Hi Glynda can see why your frustrated,so has both AOL and Norton been uninstalled now? and have you tried a system restore with them both off, if so?


----------



## Glynda333 (Apr 15, 2000)

Yes I removed both 8.0 and nortons and I still get blank pages. I'm surprised I got this site to load! I even tried getting help from aol but they kept telling me to go to control panel and click on add/remove icon. I just couldnt seem to make him understand I dont see anything on the page when I click control panel!! Ive had alot of puter problems in the past but this one makes me want to cry!!!!


----------



## telecom69 (Oct 12, 2001)

Im not a tech Glynda and have put out a plea for help,but I was wondering if this might help?.....
This article was previously published under Q221512 
SUMMARY
This article describes how to restore a backup copy of the Windows 98 or Windows Millennium Edition (Me) registry. 
MORE INFORMATION
Under normal circumstances, Windows is capable of detecting and recovering from registry errors automatically. If Windows is incapable of this, a previous copy of the registry can be restored manually. Windows makes and stores a backup of the registry when you start your computer successfully each day. By default, five previous copies or the registry are stored. To restore one of these previous copies: 
Start your computer, press and hold CTRL, and then choose Safe Mode Command Prompt Only from the Windows 98 Startup menu. If you are running Windows Me, start your computer with the startup disk.

**Collected data**
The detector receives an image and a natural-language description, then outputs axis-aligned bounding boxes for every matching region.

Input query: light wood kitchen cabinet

**What this task involves**
Reproduce the full forum thread about the blank pages word for word. The material is not needed for this.

**Output for this task**
Hi Glynda can see why your frustrated,so has both AOL and Norton been uninstalled now? and have you tried a system restore with them both off, if so?


----------



## Glynda333 (Apr 15, 2000)

Yes I removed both 8.0 and nortons and I still get blank pages. I'm surprised I got this site to load! I even tried getting help from aol but they kept telling me to go to control panel and click on add/remove icon. I just couldnt seem to make him understand I dont see anything on the page when I click control panel!! Ive had alot of puter problems in the past but this one makes me want to cry!!!!


----------



## telecom69 (Oct 12, 2001)

Im not a tech Glynda and have put out a plea for help,but I was wondering if this might help?.....
This article was previously published under Q221512 
SUMMARY
This article describes how to restore a backup copy of the Windows 98 or Windows Millennium Edition (Me) registry. 
MORE INFORMATION
Under normal circumstances, Windows is capable of detecting and recovering from registry errors automatically. If Windows is incapable of this, a previous copy of the registry can be restored manually. Windows makes and stores a backup of the registry when you start your computer successfully each day. By default, five previous copies or the registry are stored. To restore one of these previous copies: 
Start your computer, press and hold CTRL, and then choose Safe Mode Command Prompt Only from the Windows 98 Startup menu. If you are running Windows Me, start your computer with the startup disk.